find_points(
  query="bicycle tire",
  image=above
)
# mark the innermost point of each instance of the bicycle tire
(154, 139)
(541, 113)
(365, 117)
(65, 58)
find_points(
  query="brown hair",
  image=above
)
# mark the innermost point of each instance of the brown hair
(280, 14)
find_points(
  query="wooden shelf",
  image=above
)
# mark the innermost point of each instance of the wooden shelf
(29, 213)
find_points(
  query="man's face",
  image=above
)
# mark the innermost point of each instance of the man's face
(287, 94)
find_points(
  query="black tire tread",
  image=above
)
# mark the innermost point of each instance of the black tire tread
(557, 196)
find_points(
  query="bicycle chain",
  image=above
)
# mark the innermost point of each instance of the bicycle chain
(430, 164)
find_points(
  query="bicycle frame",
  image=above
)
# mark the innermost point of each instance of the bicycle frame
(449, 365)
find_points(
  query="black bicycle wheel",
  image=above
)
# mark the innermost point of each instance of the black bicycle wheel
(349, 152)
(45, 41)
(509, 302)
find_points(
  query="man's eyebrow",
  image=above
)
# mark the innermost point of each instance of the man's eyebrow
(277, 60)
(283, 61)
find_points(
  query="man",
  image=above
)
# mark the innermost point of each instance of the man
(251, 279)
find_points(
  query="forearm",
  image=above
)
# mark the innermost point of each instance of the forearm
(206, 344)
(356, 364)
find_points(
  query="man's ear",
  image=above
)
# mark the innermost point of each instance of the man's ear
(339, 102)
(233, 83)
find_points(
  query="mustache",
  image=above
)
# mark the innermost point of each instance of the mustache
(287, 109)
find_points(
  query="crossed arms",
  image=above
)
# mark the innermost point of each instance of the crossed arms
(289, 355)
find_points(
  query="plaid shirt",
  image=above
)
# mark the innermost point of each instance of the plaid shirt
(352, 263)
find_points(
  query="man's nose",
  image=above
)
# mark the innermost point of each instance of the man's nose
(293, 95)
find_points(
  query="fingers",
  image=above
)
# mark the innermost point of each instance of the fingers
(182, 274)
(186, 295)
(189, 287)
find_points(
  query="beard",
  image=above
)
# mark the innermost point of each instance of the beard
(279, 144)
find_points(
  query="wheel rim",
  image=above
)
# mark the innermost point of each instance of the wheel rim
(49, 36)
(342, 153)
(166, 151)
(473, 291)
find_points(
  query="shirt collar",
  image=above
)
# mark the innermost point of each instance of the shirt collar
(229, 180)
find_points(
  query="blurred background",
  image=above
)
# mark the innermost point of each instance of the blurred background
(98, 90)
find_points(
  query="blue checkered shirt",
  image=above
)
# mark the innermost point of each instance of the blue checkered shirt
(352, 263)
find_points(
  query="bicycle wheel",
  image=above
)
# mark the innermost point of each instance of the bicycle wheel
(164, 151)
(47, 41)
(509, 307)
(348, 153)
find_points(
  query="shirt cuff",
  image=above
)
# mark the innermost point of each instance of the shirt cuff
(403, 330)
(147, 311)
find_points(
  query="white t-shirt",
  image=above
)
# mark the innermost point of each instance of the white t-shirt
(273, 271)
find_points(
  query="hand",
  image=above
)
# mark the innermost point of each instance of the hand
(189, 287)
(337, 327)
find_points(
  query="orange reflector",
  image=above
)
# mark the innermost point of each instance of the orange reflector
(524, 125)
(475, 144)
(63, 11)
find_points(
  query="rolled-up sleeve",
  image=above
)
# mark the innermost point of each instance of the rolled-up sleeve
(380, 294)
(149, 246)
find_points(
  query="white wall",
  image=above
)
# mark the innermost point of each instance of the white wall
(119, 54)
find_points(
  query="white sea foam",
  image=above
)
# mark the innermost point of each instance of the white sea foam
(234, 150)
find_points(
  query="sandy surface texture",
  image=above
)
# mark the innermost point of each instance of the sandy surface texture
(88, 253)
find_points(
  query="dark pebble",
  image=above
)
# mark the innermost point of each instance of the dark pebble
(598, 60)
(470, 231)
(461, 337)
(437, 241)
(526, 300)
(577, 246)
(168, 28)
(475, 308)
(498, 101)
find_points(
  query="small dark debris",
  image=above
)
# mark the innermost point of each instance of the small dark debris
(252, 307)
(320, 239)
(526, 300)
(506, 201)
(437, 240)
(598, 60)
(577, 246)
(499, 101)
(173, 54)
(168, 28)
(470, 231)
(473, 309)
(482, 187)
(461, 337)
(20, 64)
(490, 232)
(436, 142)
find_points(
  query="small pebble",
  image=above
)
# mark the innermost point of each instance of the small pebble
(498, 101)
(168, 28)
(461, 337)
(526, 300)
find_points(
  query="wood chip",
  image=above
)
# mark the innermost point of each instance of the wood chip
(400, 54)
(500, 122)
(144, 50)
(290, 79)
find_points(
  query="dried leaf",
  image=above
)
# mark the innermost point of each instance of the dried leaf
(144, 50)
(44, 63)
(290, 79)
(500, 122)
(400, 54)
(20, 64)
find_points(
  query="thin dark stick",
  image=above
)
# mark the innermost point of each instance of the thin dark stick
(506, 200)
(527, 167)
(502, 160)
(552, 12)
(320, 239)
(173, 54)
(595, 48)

### To do
Go through the listing and write out each line exactly.

### Task response
find_points(
  query="bicycle tire",
  image=above
)
# mark the innermost point of each instance of the bicycle tire
(154, 139)
(541, 113)
(365, 117)
(65, 58)
find_points(
  query="brown hair",
  image=above
)
# mark the innermost point of each instance of the brown hair
(280, 14)
find_points(
  query="wooden shelf",
  image=above
)
# mark the innermost point of each instance of the wooden shelf
(29, 213)
find_points(
  query="man's face",
  image=above
)
# mark the innermost point of each instance of the man's face
(287, 94)
find_points(
  query="black tire tread",
  image=above
)
# mark the innermost point of each instance of the black tire tread
(557, 196)
find_points(
  query="bicycle chain",
  image=above
)
# mark the innermost point of each instance of the bicycle chain
(430, 164)
find_points(
  query="bicycle frame",
  image=above
)
# mark the innermost point of each instance of the bicycle frame
(449, 365)
find_points(
  query="black bicycle wheel",
  image=above
)
# mark the innermost point of each instance of the black bicycle wheel
(349, 152)
(45, 41)
(509, 302)
find_points(
  query="man's eyebrow",
  image=above
)
# mark the innermost point of each instance of the man's eyebrow
(277, 60)
(283, 61)
find_points(
  query="man",
  image=above
)
# mark the innermost point of each instance of the man
(251, 279)
find_points(
  query="forearm",
  image=above
)
# mark the innermost point of each instance of the forearm
(206, 344)
(356, 364)
find_points(
  query="man's ear",
  image=above
)
# mark the innermost point of each instance of the man's ear
(339, 102)
(233, 83)
find_points(
  query="mustache",
  image=above
)
# mark the innermost point of each instance of the mustache
(287, 109)
find_points(
  query="crossed arms",
  image=above
)
# mark the innermost point of each instance of the crossed arms
(289, 355)
find_points(
  query="plaid shirt",
  image=above
)
# mark the innermost point of each instance of the plaid shirt
(352, 263)
find_points(
  query="man's nose",
  image=above
)
# mark the innermost point of each instance of the man's nose
(293, 95)
find_points(
  query="fingers",
  image=above
)
# mark the innermost point of each instance of the fingers
(182, 274)
(186, 295)
(189, 287)
find_points(
  query="beard",
  image=above
)
# mark the innermost point of each instance of the beard
(279, 144)
find_points(
  query="wheel rim",
  image=above
)
# mark the innermost point of each instance of the wheel rim
(49, 36)
(342, 153)
(166, 151)
(473, 291)
find_points(
  query="shirt collar",
  image=above
)
# mark the innermost point of each instance of the shirt collar
(229, 180)
find_points(
  query="blurred background",
  image=above
)
# mark the innermost point of each instance of the blurred background
(98, 90)
find_points(
  query="blue checkered shirt",
  image=above
)
# mark the innermost point of each instance of the blue checkered shirt
(352, 263)
find_points(
  query="bicycle wheel",
  image=above
)
# mark the innermost point of each instance of the bicycle wheel
(164, 151)
(47, 41)
(509, 307)
(348, 153)
find_points(
  query="shirt cuff",
  image=above
)
# mark the innermost point of each instance of the shirt cuff
(403, 330)
(147, 311)
find_points(
  query="white t-shirt",
  image=above
)
# mark the innermost point of each instance of the white t-shirt
(273, 271)
find_points(
  query="hand",
  image=above
)
# mark the innermost point of each instance of the hand
(189, 287)
(337, 327)
find_points(
  query="orange reflector",
  image=above
)
# mark the innermost point of each instance of the orange reflector
(524, 125)
(475, 144)
(63, 11)
find_points(
  query="rolled-up sleeve",
  image=above
)
# mark the innermost point of each instance of the rolled-up sleeve
(380, 294)
(149, 246)
find_points(
  query="white wall",
  image=above
)
# mark the innermost point of each instance of the white wall
(119, 54)
find_points(
  query="white sea foam",
  image=above
)
# mark the innermost point of each instance of the white sea foam
(234, 150)
find_points(
  query="sandy surface texture",
  image=above
)
# mark the innermost point of each instance of the sandy surface texture
(88, 253)
find_points(
  query="dark pebble",
  image=above
)
# mark the innermost point of each instance of the dark pebble
(598, 60)
(470, 231)
(461, 337)
(437, 241)
(526, 300)
(577, 246)
(168, 28)
(475, 308)
(498, 101)
find_points(
  query="small dark debris",
  image=above
)
# mark the innermost point of each instance of the small dark debris
(252, 307)
(320, 239)
(526, 300)
(506, 201)
(437, 240)
(598, 60)
(577, 246)
(499, 101)
(173, 54)
(168, 28)
(470, 231)
(473, 309)
(482, 187)
(461, 337)
(20, 64)
(490, 232)
(436, 142)
find_points(
  query="small pebble",
  image=above
)
# mark the innermost point of each instance of the small pebble
(498, 101)
(168, 28)
(461, 337)
(526, 300)
find_points(
  query="wood chip",
  image=above
)
# mark the innermost point of each instance of the wood chip
(400, 54)
(500, 122)
(144, 50)
(290, 79)
find_points(
  query="dried leaf",
  image=above
)
# mark the innermost point of each instance of the dried leaf
(144, 50)
(44, 63)
(290, 79)
(500, 122)
(400, 54)
(20, 64)
find_points(
  query="thin dark stick",
  image=above
)
# mark the innermost point of each instance of the thin dark stick
(506, 200)
(527, 167)
(502, 160)
(552, 12)
(320, 239)
(173, 54)
(595, 48)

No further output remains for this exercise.